'''
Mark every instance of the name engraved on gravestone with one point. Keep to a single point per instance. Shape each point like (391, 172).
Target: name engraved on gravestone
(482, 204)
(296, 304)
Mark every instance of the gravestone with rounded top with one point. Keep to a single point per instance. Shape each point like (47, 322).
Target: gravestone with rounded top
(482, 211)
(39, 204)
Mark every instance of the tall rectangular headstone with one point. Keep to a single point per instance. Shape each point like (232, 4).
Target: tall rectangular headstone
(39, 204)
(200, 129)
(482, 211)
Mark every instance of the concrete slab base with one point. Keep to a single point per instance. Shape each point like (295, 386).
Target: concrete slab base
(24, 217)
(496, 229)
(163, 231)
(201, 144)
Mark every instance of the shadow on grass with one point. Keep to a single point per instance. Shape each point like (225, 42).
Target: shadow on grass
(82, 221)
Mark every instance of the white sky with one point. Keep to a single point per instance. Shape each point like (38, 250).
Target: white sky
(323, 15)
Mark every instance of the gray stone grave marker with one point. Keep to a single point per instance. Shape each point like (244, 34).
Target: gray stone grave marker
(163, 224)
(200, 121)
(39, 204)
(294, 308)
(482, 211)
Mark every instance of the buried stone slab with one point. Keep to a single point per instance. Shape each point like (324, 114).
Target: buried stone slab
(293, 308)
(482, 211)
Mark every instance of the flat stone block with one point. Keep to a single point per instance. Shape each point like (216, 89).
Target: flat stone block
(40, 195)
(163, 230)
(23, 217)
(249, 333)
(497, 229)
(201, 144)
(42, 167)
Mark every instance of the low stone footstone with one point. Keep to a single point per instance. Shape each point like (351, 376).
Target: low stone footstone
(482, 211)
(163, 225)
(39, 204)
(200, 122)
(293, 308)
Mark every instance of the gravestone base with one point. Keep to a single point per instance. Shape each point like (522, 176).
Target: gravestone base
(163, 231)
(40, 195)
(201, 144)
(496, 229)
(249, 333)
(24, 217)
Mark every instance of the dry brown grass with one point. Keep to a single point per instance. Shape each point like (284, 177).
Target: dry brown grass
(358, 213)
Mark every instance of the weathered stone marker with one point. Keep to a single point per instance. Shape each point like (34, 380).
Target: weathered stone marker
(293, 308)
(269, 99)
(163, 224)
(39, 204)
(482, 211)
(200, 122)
'''
*WORK INSTRUCTIONS*. From the line with "Target: buried stone slab" to the end of the listing above, set down every line exactly as it appears, both ends included.

*RESPONSE AREA*.
Target: buried stone slab
(293, 308)
(482, 211)
Mark every instance of the flat stone block with one point. Keep to a single point per instance. Shape each point like (216, 89).
Target: flat stone block
(40, 195)
(163, 230)
(23, 217)
(249, 333)
(497, 229)
(201, 144)
(42, 167)
Mark every instance of the low stone footstone with one point. Keep to a single point per instance. Shape each point like (351, 376).
Target: low stone footstone
(482, 211)
(163, 225)
(39, 204)
(200, 122)
(293, 308)
Mark every instance of the gravestone base with one point. Keep to a single point per instance. Shape each point like (522, 176).
Target: gravestone base
(163, 231)
(40, 195)
(201, 144)
(496, 229)
(249, 333)
(24, 217)
Mark every instance of the dry brown grass with one point. Keep to a single point per instance. Shape each point like (284, 177).
Target: dry brown grass
(358, 213)
Mark every instance of the weathered stone marker with one point. Keep to a single point per instance. Shape each point like (34, 380).
Target: weathered stone marker
(293, 308)
(269, 99)
(163, 224)
(39, 204)
(482, 211)
(200, 122)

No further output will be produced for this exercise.